**WORK INSTRUCTIONS**.
A – How would you render this sentence from the autism IEP thread in Spanish: "Generally state laws don't require that much intervention at the preK level, and many public schools only do the minimum to meet the law."
B – Can you carry on the autism IEP thread, picking up right after its final post?

**PROVIDED PASSAGE**.

===

Also, thanks for the correct terminology. Still going over Wright's law...
Couldn't read and not post. I am far from an expert (my DS is 4 and only got his ASD diagnosis at 3 1/2), but I think it sounds like your school district is remarkable already in that they gave him "free" 5 day prek without a diagnosis of a disability. Now that you have your own medical diagnosis, they may be relieved that they can get $ for him from the state for his disability and cover the costs of services you were already receiving. The IEP meeting may be less stressful than you expect.
Have you seen rooms in the school that offer 25 hours/week of ABA services? If they even have them, I would expect they are already filled with students on the lower functioning ends. Generally state laws don't require that much intervention at the preK level, and many public schools only do the minimum to meet the law. I would prepare yourself to get offered fewer hours of services than you are asking, even though 25+ is what has been the recommendation of medical experts.
I've seen kids in my son's school though that are HFA advance very quickly on fewer hours/week under the guidance of excellent teachers. I would look more at staff/student ratios and what activities they do over the quantity of hours received. My DS gets 20 hours/week in a self-contained communication room but due to staff reductions they crammed 12+ ASD kids in his room, and that made those hours often stressful, noisy and unproductive for him.
Thanks for the thoughts. But it is NOT right that a child with autism is not given the services he needs. Period.
Turns out that it was an IEP meeting. DH and I went somewhat prepped but clearly they're pros at this! Gist is that they are converting his 5 hours of diagnostic services into an IEP with goals that came out of their observation. They basically disregarded the hospital's diagnosis and report by saying that they found the same things and that that does not change his status but since they found some concerning things during their observation time in the last few weeks and that's what they are basing this on. DH and I started to speak about providing ABA, but we ran out of time and we have a follow up meeting yet to be scheduled. Unfortunately they also spent a lot of time telling us how to deal with DS' behaviors when the only reason we spoke about them was to tell them again that this is happening. We are still figuring out that these are typical tactics by school districts but are unable to figure out how to get around them. The law seems to clearly state that spl. ed needs to be provided to kids onthe spectrum, and they are unwilling to put us in that category. Not sure what to do at this point.

===

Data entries

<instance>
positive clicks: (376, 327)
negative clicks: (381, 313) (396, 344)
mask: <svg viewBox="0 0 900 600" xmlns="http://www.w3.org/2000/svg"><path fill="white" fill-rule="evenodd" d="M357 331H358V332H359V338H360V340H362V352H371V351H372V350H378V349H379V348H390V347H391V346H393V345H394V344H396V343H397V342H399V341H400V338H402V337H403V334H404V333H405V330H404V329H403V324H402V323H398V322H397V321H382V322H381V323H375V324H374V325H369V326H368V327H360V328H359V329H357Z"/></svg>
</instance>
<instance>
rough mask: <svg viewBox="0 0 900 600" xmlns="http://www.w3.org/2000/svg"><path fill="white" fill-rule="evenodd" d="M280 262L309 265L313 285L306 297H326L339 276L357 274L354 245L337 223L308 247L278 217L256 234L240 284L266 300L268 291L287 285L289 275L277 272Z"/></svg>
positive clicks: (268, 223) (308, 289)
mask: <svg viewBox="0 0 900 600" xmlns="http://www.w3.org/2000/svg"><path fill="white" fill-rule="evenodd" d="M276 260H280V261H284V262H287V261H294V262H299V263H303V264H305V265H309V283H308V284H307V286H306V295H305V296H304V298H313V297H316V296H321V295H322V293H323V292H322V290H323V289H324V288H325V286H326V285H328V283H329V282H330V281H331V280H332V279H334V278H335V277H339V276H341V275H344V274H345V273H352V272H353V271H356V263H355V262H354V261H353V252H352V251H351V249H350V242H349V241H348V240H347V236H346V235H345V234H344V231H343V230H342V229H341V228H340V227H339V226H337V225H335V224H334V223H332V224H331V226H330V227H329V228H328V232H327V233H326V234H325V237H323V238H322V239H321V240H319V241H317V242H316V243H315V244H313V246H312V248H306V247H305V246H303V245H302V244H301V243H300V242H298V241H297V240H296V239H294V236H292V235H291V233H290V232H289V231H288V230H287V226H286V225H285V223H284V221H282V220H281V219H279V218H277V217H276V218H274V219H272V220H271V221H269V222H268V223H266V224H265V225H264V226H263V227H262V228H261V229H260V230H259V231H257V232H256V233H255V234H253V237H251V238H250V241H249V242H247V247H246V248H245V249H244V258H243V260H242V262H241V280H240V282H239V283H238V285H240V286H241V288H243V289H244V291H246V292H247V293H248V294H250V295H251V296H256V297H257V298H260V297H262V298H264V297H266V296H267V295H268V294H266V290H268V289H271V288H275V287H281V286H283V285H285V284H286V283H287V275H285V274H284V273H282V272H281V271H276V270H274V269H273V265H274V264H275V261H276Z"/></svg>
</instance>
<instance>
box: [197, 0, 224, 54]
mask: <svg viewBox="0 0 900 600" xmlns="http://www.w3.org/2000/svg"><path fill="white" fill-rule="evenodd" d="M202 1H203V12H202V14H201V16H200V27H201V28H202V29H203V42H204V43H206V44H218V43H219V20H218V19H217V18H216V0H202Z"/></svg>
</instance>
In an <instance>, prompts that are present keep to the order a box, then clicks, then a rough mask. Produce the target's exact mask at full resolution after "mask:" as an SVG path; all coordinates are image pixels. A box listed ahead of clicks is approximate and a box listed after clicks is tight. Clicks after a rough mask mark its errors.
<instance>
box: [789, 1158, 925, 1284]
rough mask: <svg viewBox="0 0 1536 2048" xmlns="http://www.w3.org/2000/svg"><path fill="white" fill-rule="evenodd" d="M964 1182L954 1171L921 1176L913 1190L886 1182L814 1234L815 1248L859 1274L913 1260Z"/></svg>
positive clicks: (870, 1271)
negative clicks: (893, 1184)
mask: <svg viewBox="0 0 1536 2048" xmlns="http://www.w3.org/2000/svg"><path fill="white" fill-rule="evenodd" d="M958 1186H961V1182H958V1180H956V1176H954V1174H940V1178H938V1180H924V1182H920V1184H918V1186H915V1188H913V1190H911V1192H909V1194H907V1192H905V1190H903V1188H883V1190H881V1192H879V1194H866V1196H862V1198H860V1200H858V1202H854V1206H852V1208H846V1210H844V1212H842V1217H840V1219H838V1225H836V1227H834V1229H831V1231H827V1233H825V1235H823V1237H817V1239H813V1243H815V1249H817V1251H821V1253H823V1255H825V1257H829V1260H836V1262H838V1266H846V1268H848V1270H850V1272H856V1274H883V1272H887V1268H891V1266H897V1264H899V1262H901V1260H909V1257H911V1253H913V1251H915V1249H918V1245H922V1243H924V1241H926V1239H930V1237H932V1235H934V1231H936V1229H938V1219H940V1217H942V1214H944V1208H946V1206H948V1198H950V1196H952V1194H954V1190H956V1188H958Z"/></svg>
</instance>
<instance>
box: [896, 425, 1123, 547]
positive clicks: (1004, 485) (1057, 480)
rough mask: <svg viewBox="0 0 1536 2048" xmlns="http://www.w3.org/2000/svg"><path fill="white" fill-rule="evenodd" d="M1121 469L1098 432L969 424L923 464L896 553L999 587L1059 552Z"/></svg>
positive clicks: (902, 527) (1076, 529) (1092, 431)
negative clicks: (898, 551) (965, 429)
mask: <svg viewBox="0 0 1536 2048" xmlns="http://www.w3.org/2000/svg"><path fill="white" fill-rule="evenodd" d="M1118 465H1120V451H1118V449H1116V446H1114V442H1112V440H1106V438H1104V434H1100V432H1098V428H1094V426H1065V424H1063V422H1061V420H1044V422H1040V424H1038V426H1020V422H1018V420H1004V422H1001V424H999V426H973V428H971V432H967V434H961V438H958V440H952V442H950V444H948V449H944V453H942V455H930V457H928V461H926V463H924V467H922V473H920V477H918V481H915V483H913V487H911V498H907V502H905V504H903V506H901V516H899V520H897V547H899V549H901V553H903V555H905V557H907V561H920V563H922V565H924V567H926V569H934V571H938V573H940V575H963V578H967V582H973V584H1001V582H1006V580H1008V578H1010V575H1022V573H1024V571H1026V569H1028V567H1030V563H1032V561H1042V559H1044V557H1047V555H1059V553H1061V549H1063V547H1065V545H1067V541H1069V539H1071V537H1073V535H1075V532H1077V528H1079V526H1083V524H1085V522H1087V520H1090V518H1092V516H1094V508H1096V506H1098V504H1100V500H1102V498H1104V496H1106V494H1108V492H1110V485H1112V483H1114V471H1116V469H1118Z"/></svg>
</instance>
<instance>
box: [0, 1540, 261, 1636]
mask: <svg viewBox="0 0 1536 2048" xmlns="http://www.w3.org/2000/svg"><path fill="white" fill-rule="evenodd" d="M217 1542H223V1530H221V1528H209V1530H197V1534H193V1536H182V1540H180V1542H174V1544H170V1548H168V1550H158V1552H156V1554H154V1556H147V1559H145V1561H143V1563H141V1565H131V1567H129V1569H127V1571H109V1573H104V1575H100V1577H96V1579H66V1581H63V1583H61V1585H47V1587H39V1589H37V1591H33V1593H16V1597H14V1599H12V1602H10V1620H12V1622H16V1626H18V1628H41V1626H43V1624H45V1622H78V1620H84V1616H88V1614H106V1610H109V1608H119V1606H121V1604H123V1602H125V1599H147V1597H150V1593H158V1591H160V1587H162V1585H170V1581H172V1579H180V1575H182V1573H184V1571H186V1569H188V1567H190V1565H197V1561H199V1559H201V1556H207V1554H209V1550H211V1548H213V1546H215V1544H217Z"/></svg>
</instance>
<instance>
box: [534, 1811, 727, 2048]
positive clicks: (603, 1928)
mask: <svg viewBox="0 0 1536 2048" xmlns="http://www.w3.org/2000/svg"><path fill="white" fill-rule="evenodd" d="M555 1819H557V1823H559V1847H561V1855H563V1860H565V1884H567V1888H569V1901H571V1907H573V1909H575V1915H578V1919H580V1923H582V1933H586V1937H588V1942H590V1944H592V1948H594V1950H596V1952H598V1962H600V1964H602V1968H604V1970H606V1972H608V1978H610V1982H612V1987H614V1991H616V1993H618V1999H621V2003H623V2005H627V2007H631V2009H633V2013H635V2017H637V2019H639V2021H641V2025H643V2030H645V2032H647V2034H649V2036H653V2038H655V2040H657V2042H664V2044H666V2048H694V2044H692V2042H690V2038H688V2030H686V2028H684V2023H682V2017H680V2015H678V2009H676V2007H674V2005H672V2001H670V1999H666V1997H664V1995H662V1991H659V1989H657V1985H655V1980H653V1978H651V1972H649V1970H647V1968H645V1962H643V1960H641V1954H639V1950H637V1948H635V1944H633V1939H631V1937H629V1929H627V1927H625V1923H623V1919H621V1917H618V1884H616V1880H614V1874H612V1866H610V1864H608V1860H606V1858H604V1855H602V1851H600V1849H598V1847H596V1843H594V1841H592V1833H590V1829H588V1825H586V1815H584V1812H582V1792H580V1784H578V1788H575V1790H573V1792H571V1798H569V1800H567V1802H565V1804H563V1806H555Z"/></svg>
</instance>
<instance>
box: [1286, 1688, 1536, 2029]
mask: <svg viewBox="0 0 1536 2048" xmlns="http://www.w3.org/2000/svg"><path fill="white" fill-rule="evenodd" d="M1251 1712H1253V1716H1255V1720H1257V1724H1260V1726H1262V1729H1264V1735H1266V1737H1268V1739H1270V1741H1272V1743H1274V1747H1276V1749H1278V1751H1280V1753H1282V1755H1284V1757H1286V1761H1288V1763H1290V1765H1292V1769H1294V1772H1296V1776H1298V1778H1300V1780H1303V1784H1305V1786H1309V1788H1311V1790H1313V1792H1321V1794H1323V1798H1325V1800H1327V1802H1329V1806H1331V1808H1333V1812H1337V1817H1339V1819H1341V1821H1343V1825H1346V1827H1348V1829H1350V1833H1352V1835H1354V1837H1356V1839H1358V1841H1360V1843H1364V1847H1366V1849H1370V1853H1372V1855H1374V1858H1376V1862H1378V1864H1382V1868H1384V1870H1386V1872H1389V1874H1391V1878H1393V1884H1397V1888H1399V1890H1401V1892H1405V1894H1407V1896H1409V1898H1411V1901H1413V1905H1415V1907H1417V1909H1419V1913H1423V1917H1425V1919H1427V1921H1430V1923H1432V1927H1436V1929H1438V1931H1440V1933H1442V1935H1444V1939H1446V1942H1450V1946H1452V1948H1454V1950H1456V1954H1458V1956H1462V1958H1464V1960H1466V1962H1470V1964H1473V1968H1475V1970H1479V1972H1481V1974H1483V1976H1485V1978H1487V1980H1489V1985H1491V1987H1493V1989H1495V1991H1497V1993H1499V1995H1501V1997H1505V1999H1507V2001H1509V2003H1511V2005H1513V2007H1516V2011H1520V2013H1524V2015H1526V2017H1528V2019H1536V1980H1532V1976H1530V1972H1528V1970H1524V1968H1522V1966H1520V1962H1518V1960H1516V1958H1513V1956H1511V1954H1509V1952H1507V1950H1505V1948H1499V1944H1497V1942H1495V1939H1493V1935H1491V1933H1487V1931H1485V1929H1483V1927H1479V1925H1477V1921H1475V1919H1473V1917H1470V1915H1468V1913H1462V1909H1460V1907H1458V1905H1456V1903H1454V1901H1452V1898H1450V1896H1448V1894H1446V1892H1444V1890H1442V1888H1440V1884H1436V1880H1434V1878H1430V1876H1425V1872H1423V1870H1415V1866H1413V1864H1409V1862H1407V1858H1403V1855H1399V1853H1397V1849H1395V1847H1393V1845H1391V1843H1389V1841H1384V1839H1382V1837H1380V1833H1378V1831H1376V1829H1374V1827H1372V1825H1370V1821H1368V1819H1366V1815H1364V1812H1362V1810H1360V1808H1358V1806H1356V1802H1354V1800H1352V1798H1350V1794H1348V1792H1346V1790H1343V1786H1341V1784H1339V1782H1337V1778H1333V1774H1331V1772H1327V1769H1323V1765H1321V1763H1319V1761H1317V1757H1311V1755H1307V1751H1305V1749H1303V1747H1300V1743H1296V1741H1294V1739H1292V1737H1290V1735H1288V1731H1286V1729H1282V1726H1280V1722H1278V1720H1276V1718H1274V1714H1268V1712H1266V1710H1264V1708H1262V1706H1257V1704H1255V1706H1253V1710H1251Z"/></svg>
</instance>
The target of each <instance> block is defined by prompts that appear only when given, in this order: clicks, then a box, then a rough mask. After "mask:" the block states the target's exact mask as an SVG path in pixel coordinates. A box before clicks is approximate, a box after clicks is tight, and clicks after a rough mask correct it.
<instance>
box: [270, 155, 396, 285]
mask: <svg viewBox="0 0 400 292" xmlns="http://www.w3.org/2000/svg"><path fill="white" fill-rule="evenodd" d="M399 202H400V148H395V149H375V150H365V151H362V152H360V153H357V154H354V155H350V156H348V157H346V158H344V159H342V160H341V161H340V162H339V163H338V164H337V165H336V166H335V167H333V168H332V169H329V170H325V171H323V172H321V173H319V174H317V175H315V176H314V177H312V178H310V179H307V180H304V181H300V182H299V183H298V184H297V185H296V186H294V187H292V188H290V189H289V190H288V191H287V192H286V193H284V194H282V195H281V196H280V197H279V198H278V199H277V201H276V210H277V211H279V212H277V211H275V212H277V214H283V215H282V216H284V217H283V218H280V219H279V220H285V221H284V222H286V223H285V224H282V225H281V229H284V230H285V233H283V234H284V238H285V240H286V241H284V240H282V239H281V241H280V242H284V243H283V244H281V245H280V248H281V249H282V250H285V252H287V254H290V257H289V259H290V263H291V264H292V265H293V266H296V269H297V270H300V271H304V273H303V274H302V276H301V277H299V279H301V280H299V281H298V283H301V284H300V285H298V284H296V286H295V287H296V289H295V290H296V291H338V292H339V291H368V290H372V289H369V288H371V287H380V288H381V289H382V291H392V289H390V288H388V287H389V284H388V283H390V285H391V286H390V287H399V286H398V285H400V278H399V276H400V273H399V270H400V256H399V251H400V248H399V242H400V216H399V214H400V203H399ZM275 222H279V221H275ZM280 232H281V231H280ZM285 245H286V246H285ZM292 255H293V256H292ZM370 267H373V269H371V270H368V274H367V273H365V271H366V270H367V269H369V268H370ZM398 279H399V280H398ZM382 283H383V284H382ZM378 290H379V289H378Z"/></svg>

===

**EXPECTED RESPONSES**.
A – Por lo general, las leyes estatales no exigen tanta intervención en el nivel de prekínder, y muchas escuelas públicas solo hacen lo mínimo para cumplir con la ley.

B –
Well, it sounds like they are finding him eligible for special education? It doesn't really matter what category he is eligible under as the IEP has to be individual anyway. So whatever services he needs are what they need to provide regardless of the category. Do you know yet what services they are planning to offer?
Oh, and I have never known anyone who got ABA out of a district. I'm sure they are out there and I'm not saying you shouldn't get that or that you shouldn't try. Just saying that's been my observation.
Bullkin, there are bulletin boards for parents in situations just like yours, and there are lawyers who will work with parents just like you.
Do not sign anything new from the school district and get in touch with an advocate agency to help you sort through this. I don't know where you are, but here is an example of one in Ohio: http://www.ohioautismadvocate.com/
My DB has been fighting with his school district concerning some care for my nephew, and got the name of a local lawyer from his online group. After meeting with her, he was very glad he had found someone who knows how to cope with the school district. While getting an attorney isn't a step you always want to take, no school district wants a lawsuit, so sometimes that's the best way to work with them.
I will try to find out what board he is on; it may be one for his local area, but he might know of one that would be beneficial for you.